■ **YOUR GOAL**
Reproduce the material between the lines holding "Identify the white trim" and "[169,230,320,240]", inclusive, leaving the requests as they are but scaling every bounding-box coordinate by 1.9 and rounding to whole numbers, with halves rounded up.

Collected data entries:
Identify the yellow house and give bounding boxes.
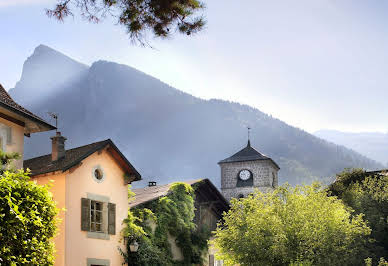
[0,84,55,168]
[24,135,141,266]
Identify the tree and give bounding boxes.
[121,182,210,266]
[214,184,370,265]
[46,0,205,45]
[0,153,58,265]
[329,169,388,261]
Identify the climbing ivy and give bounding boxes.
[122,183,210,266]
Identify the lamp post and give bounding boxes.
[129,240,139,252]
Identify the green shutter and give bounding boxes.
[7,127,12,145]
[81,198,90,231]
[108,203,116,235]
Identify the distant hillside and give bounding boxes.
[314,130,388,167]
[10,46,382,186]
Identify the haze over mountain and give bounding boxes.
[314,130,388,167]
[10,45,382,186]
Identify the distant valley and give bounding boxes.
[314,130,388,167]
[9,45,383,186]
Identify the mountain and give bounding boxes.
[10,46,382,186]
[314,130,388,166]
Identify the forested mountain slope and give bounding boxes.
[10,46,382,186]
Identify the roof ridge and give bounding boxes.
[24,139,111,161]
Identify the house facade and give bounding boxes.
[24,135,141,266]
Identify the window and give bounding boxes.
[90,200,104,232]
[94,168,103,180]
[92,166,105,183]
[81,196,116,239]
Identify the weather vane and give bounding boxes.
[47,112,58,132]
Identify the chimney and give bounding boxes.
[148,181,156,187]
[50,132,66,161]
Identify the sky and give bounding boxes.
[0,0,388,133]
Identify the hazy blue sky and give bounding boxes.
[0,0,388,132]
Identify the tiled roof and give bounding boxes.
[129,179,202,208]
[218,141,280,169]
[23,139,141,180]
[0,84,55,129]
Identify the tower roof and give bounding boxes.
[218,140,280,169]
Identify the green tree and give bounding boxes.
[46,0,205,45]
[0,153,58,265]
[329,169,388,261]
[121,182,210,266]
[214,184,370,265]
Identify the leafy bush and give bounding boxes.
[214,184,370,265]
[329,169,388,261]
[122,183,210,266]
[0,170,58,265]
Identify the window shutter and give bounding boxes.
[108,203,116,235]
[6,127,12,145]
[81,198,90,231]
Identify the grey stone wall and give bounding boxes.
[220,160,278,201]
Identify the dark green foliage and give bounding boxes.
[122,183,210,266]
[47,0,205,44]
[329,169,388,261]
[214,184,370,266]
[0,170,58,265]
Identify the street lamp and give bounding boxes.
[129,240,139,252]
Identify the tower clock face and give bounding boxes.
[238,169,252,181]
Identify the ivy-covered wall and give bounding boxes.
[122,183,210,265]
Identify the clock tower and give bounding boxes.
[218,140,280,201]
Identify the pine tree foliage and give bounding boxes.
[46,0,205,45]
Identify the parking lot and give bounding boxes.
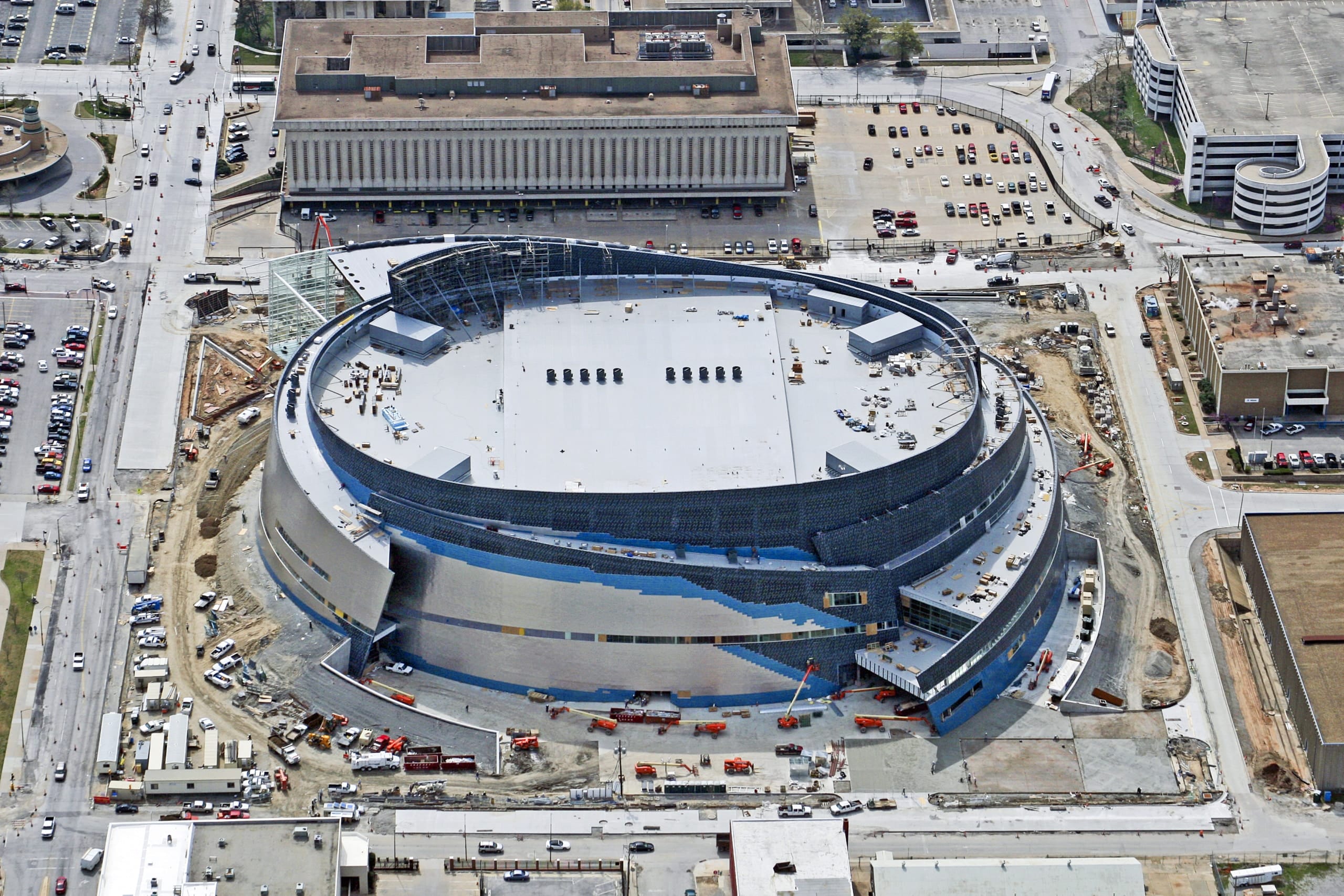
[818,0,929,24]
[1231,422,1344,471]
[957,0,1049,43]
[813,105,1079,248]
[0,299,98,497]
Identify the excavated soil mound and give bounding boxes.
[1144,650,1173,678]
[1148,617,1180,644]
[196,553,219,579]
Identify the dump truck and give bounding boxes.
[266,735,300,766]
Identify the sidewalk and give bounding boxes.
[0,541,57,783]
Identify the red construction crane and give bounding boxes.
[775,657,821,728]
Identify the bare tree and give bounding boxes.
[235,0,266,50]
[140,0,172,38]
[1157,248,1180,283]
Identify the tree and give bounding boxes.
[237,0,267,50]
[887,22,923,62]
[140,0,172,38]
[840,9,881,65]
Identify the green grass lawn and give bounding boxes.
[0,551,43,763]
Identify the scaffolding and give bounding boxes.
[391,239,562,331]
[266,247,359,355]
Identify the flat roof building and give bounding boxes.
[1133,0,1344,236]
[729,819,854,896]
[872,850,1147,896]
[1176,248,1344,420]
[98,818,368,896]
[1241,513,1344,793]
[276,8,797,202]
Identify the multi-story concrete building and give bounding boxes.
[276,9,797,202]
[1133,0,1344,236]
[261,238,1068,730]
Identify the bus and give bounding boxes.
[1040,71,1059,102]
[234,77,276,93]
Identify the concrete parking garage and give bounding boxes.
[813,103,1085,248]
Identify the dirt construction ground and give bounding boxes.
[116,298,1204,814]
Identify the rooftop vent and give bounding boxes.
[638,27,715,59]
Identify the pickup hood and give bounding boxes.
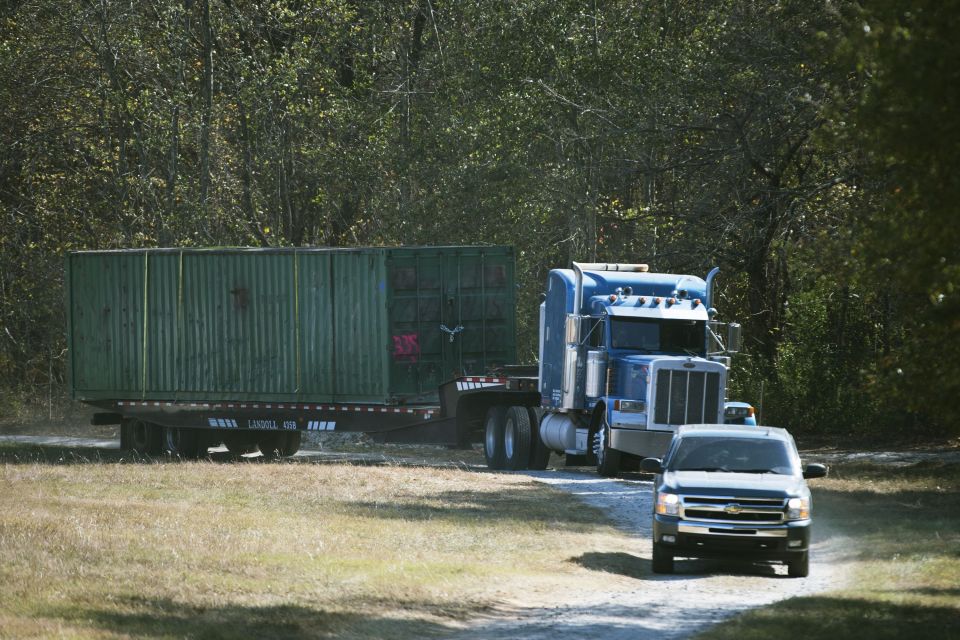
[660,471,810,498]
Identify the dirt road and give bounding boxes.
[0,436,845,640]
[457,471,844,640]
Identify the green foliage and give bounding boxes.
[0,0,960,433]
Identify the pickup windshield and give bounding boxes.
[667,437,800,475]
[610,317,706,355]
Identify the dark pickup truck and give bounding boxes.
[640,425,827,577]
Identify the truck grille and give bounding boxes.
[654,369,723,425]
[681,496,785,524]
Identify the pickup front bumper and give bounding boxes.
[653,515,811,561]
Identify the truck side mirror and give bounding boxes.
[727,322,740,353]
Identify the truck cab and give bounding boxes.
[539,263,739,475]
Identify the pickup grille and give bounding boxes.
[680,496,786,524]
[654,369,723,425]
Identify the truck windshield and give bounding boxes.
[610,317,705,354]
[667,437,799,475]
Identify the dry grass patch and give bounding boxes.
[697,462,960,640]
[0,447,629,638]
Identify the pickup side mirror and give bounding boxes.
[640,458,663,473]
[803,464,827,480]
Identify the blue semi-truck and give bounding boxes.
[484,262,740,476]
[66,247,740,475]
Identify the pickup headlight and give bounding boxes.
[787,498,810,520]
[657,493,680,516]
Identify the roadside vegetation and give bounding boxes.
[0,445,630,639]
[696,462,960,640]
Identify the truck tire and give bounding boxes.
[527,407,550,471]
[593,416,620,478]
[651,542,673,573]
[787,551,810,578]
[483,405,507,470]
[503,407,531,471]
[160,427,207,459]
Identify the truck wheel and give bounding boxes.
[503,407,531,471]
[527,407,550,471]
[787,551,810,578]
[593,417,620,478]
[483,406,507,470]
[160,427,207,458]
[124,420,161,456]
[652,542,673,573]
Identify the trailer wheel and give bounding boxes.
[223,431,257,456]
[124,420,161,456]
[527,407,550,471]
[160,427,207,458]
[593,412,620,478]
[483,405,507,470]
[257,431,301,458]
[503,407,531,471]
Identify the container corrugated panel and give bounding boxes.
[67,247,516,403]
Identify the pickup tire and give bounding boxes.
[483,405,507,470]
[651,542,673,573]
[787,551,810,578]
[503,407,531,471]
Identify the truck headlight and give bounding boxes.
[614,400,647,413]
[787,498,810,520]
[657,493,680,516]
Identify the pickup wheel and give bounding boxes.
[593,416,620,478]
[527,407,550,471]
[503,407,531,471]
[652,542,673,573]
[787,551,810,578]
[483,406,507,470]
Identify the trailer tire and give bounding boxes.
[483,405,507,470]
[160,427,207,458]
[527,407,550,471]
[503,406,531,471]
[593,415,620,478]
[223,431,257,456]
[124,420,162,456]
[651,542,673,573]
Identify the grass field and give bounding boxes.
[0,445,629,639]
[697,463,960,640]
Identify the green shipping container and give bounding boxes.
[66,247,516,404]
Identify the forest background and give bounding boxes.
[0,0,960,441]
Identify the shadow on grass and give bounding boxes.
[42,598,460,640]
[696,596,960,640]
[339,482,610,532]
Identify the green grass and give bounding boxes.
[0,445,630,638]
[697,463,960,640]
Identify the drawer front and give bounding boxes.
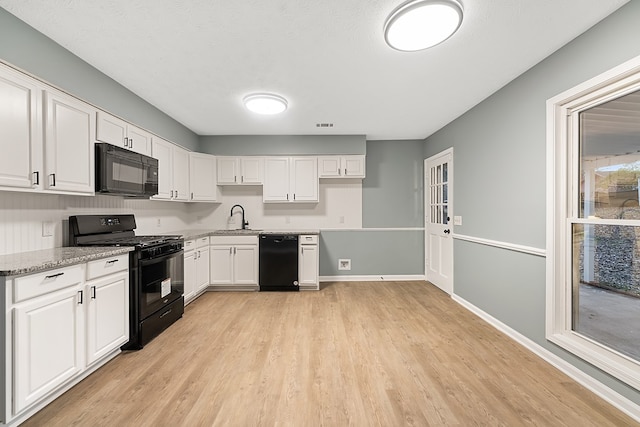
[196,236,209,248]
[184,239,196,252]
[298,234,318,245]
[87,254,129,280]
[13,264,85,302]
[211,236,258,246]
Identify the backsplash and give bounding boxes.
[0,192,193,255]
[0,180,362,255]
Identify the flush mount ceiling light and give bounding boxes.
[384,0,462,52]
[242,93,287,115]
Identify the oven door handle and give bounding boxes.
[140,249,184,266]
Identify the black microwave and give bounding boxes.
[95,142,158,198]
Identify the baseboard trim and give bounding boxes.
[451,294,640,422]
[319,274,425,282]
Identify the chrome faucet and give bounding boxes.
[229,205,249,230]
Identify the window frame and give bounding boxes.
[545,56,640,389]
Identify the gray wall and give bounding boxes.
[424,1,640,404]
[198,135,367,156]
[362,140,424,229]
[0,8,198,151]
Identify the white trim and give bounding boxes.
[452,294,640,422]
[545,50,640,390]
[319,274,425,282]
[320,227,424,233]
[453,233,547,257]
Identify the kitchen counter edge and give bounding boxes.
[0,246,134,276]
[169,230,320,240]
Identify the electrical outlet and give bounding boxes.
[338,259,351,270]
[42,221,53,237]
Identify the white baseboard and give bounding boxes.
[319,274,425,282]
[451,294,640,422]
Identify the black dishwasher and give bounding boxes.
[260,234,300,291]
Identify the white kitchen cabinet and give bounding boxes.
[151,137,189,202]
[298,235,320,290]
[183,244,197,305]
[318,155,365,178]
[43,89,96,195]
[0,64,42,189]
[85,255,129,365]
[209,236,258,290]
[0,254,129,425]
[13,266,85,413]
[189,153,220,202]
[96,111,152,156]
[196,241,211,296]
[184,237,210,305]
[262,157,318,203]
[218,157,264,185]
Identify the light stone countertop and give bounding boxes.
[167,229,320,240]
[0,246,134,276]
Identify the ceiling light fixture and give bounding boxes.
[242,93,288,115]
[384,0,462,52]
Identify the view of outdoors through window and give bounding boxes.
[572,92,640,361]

■ **FULL ANSWER**
Identify the white trim and give bounding boxes.
[859,559,1216,802]
[1036,95,1216,741]
[606,521,808,536]
[608,431,806,443]
[861,443,1039,488]
Identify the kitchen counter edge and give bounding boxes.
[0,467,255,524]
[321,437,608,456]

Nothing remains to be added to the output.